=== Data lines ===
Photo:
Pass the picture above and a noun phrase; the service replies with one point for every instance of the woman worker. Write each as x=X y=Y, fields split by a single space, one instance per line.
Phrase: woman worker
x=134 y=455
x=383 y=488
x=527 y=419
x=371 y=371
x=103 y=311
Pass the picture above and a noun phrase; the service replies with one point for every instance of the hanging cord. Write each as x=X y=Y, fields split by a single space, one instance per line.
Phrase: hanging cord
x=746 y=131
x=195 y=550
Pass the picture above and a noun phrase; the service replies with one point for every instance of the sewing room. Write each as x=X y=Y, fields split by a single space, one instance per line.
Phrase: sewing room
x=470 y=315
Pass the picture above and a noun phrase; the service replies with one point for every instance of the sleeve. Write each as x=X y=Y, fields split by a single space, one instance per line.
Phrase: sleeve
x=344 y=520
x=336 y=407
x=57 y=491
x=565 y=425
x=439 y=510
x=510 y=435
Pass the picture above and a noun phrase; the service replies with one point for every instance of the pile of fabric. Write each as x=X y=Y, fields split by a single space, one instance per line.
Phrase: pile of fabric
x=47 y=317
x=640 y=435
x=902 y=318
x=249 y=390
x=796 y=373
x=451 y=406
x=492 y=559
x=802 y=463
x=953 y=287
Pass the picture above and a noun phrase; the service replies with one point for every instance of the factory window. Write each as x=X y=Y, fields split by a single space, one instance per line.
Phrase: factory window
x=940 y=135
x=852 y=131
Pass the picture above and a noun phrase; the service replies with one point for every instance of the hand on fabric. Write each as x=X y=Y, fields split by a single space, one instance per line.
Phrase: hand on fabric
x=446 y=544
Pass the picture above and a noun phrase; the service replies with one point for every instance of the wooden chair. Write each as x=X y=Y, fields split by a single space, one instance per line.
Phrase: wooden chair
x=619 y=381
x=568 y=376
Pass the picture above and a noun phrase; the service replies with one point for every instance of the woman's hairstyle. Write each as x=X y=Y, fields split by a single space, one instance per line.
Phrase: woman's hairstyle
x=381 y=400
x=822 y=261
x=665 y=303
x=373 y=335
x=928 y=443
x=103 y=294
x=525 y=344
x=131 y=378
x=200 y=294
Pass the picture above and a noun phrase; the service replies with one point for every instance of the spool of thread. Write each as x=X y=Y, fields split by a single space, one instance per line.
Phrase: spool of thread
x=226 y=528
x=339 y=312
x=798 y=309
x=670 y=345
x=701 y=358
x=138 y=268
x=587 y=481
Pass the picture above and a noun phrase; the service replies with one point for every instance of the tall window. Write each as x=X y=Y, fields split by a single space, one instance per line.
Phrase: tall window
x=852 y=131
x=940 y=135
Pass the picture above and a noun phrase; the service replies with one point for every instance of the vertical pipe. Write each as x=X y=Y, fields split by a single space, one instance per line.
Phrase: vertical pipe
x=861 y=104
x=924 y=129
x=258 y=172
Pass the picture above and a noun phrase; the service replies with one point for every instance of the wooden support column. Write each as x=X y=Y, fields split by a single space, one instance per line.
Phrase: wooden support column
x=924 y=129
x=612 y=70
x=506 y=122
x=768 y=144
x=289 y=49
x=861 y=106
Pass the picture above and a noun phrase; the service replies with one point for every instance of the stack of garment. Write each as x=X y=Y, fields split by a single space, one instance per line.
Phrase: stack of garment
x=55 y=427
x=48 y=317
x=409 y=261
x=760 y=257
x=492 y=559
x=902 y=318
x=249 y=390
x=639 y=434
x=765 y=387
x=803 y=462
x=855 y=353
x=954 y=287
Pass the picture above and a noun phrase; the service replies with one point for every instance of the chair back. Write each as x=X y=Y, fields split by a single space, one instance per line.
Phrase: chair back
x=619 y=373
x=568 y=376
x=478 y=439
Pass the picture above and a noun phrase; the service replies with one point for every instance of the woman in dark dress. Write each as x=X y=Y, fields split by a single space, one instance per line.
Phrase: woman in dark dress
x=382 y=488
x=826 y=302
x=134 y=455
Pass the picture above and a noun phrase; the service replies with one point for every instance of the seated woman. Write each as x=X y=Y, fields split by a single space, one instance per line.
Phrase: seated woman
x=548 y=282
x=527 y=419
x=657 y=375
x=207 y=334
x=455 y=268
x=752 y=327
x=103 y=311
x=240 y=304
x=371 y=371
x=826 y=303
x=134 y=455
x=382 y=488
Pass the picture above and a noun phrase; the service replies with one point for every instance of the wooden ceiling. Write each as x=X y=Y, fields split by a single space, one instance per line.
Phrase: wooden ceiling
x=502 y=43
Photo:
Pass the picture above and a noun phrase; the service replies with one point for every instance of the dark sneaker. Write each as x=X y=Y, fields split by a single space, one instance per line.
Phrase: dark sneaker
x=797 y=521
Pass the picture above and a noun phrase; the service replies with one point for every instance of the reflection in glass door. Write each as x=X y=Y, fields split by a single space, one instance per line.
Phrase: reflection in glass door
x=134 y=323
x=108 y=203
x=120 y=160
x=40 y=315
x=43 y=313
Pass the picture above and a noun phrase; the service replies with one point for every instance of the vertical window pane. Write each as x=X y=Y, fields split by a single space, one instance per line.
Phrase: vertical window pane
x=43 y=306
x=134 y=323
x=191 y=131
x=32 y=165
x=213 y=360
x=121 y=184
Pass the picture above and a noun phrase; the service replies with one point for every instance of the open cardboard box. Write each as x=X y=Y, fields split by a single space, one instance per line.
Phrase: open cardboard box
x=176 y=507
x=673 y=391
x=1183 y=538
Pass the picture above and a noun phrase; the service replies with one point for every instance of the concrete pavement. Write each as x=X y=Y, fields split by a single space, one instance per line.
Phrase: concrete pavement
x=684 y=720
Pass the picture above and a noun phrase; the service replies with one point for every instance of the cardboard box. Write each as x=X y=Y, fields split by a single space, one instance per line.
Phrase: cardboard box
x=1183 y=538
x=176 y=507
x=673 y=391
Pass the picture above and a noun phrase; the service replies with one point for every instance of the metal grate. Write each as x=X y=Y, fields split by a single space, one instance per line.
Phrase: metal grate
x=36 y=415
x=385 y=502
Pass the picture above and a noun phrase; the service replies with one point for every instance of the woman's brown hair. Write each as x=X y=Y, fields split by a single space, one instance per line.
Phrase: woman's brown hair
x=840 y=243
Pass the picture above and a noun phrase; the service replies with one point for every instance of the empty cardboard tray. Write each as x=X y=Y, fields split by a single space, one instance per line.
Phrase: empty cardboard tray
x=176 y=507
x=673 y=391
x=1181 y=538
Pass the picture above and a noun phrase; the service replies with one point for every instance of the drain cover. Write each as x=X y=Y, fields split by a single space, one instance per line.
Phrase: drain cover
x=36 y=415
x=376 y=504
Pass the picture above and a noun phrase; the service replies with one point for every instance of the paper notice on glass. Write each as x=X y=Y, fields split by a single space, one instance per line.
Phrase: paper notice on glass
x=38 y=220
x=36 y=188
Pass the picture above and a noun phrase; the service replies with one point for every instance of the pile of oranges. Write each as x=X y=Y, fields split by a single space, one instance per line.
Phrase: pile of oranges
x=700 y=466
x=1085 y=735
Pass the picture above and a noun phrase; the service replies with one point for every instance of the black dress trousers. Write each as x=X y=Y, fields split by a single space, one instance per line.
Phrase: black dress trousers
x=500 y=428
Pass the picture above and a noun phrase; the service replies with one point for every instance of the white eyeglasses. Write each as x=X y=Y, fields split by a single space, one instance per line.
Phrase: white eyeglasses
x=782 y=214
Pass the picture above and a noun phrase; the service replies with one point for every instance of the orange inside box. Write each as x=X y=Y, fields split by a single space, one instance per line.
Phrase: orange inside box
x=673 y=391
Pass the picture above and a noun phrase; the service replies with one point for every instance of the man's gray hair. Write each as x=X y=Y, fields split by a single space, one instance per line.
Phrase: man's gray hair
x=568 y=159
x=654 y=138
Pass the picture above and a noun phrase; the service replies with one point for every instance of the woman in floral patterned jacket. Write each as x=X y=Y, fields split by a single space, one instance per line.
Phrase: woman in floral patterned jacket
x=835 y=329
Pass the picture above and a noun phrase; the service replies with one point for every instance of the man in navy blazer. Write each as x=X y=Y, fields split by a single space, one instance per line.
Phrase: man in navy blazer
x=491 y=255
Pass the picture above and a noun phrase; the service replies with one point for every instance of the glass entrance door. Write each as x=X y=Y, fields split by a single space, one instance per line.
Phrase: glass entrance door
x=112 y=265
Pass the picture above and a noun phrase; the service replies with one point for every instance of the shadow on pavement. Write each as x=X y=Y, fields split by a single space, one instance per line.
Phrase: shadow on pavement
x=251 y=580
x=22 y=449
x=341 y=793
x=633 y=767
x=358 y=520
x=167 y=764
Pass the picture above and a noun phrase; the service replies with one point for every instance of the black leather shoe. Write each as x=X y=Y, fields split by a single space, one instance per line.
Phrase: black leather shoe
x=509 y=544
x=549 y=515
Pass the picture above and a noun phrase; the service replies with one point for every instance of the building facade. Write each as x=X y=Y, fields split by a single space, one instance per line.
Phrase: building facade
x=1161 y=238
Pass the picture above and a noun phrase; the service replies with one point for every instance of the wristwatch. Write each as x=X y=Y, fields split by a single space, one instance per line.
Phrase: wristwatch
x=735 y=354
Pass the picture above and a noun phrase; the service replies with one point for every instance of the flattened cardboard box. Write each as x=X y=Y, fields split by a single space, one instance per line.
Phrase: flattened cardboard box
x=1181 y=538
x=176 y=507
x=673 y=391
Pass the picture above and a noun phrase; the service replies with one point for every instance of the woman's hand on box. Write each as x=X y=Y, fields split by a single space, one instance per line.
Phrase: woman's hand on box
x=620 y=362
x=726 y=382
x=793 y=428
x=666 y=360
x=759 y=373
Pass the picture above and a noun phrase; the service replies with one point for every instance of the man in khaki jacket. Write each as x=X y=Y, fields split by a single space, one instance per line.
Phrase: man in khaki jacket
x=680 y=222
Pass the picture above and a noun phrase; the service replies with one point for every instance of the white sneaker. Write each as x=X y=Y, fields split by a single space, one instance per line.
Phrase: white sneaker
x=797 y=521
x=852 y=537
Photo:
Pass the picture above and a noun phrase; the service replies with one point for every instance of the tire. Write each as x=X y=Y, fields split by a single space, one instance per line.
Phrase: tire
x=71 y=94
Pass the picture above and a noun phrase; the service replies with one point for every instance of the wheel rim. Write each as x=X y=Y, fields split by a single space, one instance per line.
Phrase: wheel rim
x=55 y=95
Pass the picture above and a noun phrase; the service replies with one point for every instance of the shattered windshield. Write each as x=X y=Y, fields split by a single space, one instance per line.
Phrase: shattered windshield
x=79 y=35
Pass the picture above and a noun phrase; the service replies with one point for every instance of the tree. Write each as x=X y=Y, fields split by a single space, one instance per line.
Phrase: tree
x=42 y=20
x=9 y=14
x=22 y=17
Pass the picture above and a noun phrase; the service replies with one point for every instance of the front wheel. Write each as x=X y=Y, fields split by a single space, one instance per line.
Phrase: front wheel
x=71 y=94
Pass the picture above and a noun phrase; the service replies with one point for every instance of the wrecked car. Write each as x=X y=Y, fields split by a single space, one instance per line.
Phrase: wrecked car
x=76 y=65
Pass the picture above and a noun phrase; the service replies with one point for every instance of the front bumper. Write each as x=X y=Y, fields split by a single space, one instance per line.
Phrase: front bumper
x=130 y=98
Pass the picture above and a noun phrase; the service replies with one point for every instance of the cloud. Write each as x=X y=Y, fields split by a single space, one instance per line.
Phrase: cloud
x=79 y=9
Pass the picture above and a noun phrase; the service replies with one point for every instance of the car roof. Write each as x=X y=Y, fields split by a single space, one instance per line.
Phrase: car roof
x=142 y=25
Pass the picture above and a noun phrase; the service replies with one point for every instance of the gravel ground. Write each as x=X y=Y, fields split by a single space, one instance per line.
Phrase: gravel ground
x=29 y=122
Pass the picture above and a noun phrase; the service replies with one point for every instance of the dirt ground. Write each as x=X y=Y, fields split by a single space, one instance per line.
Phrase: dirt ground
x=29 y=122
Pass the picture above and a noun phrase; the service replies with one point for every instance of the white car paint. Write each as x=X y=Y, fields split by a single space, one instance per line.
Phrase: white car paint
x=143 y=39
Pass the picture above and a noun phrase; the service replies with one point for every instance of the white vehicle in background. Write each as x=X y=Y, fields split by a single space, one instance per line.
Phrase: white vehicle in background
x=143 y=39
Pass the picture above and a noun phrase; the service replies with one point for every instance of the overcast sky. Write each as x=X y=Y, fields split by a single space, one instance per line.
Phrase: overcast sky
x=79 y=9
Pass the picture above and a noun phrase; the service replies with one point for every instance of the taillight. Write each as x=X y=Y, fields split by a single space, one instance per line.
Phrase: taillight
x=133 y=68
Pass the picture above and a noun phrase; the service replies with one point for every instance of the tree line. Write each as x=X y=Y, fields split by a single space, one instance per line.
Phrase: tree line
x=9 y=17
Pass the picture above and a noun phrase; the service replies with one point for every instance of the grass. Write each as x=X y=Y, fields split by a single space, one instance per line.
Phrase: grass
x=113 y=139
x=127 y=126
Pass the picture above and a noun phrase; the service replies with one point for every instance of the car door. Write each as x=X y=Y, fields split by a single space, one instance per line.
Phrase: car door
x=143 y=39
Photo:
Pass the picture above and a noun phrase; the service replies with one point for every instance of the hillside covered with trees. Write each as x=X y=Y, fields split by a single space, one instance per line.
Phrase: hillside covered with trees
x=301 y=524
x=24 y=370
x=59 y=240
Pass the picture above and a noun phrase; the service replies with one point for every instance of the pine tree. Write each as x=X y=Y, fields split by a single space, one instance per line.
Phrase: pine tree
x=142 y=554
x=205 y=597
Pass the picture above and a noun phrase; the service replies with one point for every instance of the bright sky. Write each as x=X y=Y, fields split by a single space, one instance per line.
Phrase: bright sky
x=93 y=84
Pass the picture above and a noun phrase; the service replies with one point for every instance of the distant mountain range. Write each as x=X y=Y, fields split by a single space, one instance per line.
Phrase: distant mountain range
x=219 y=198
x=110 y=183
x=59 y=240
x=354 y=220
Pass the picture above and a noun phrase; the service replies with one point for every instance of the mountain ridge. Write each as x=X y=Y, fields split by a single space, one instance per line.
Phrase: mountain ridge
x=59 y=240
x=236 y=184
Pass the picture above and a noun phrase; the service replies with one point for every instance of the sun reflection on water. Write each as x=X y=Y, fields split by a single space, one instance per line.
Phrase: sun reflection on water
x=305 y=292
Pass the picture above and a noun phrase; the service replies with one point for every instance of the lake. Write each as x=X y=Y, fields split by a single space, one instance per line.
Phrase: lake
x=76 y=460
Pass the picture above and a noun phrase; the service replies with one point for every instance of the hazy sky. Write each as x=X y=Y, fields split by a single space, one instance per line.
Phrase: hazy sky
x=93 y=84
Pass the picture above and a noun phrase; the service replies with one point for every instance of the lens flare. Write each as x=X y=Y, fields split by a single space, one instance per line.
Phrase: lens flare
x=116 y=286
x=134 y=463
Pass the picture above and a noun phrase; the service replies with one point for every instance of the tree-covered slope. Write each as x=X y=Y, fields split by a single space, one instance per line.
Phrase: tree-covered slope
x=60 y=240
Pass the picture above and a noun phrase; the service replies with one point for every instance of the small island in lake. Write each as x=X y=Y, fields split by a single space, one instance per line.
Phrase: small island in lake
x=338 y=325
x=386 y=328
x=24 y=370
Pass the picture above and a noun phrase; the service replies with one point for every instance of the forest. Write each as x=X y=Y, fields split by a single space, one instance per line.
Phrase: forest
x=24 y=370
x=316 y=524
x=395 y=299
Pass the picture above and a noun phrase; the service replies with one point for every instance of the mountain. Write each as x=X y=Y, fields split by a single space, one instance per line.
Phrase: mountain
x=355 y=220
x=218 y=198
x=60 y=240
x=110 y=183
===
Task: Rewrite every line from the start of the items through the line with "x=446 y=544", requests included, multiplying each coordinate in the answers by 2.6 and rounding to whole numbers, halves up. Leave the numbers in the requests and their format samples unchanged, and return only those lines.

Reply to the exercise:
Photo:
Pass the picture above and a noun phrase; the service replies with one point for every instance of the woman worker. Write each as x=X y=Y, fields split by a single space, one instance per line.
Phrase: woman worker
x=348 y=1183
x=996 y=1269
x=1370 y=1089
x=965 y=965
x=268 y=809
Pass the picture above and a noun phrase; the service replies with one point for every instance of the hanging cord. Write each as x=X y=Y, fields split by a single space, one instance per line.
Phrase: hanging cord
x=1940 y=341
x=507 y=1430
Pass the picture above and a noun phrase; the service replies with one point for every instance of the sewing room. Write each as x=X y=Y, fields split by a single space, one instance per line.
Phrase: sewing room
x=1222 y=819
Pass the picture above and a noun phrase; the service replies with one point for every instance of the sleeve. Write each as x=X y=Y, fields split by a single space, one instance per line.
Phrase: sleeve
x=894 y=1352
x=874 y=1058
x=148 y=1277
x=1469 y=1105
x=1141 y=1326
x=1326 y=1131
Pass the picture above and a noun phrase; the service replies with one point for every instance of the pile of fabric. Write each as x=X y=Y, fields split by a single space, one instance per line.
Phrase: pile of fabric
x=122 y=824
x=1664 y=1131
x=2345 y=827
x=647 y=1014
x=2070 y=970
x=1173 y=1056
x=1279 y=1453
x=2085 y=1204
x=2478 y=746
Pass the picture above and a noun phrase; the service replies with one point for every instance of the factory window. Write each as x=X y=Y, fields split by a single space, one instance per line.
Phrase: factory window
x=2444 y=351
x=2215 y=341
Pass the picture above and a noun phrase; the service replies with one point for every instance of the hand on fabric. Write each as x=X y=Y, fields split by a single space, one instance per line.
Phrase: hand on fabric
x=1160 y=1414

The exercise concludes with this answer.